>> Begin Reading passage
Re: mon switch from leveldb to rocksdb

Gregory Farnum <gfarnum@xxxxxxxxxx> · Tue, 3 May 2016 09:41:01 -0700

On Tue, May 3, 2016 at 6:34 AM, Mark Nelson <mnelson@xxxxxxxxxx> wrote:
> On 05/02/2016 02:00 PM, Howard Chu wrote:
>>
>> Sage Weil wrote:
>>>
>>> 1) Thoughts on moving to rocksdb in general?
>>
>>
>> Are you actually prepared to undertake all of the measurement and tuning
>> required to make RocksDB actually work well? You're switching from an
>> (abandoned/unsupported) engine with only a handful of config parameters
>> to one with ~40-50 params, all of which have critical but unpredictable
>> impact on resource consumption and performance.
>> End Reading passage
* [Exercise tasks]:
**1)** According to the leveldb-to-rocksdb thread, roughly how many config parameters does RocksDB have?
**2)** In the leveldb-to-rocksdb thread, switch "engine" to "backend" and write out everything from "On Tue, May" down to "consumption and performance.".
The records that follow were taken from a different source.
>> Begin Record list
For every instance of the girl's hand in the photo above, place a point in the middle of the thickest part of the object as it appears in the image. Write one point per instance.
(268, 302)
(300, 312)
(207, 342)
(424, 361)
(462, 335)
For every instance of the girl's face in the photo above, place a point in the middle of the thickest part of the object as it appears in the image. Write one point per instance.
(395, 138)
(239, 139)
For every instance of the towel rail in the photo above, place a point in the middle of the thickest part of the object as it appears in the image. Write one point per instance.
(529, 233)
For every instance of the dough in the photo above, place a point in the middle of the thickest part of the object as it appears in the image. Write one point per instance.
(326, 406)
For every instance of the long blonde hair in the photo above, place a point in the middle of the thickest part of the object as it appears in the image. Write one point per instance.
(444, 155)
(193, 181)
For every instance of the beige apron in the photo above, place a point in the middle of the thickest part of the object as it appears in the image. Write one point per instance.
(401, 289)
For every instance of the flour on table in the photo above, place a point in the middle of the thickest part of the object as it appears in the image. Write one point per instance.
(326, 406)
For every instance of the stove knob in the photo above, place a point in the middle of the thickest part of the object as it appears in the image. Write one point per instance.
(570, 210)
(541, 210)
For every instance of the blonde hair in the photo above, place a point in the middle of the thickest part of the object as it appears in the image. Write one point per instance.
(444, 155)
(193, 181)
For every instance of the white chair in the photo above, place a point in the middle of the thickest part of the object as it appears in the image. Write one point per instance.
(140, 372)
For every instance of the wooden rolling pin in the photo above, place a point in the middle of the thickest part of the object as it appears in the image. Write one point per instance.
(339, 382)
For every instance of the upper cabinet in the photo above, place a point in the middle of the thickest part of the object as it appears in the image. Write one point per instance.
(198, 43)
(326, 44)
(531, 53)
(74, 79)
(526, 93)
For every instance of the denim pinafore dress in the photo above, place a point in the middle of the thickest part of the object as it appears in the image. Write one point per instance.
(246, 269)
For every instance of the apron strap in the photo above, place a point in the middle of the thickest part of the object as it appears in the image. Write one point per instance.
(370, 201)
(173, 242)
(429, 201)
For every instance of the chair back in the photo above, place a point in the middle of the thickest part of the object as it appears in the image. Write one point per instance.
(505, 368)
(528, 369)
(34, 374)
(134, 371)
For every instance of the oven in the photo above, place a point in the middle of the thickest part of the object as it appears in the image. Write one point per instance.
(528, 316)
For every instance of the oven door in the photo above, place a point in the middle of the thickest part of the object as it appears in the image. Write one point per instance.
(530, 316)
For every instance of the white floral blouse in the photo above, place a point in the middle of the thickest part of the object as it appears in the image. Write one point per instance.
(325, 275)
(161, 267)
>> End Record list
* [List of solutions]:
**1)** About 40 to 50.

**2)**
On Tue, May 3, 2016 at 6:34 AM, Mark Nelson <mnelson@xxxxxxxxxx> wrote:
> On 05/02/2016 02:00 PM, Howard Chu wrote:
>>
>> Sage Weil wrote:
>>>
>>> 1) Thoughts on moving to rocksdb in general?
>>
>>
>> Are you actually prepared to undertake all of the measurement and tuning
>> required to make RocksDB actually work well? You're switching from an
>> (abandoned/unsupported) backend with only a handful of config parameters
>> to one with ~40-50 params, all of which have critical but unpredictable
>> impact on resource consumption and performance.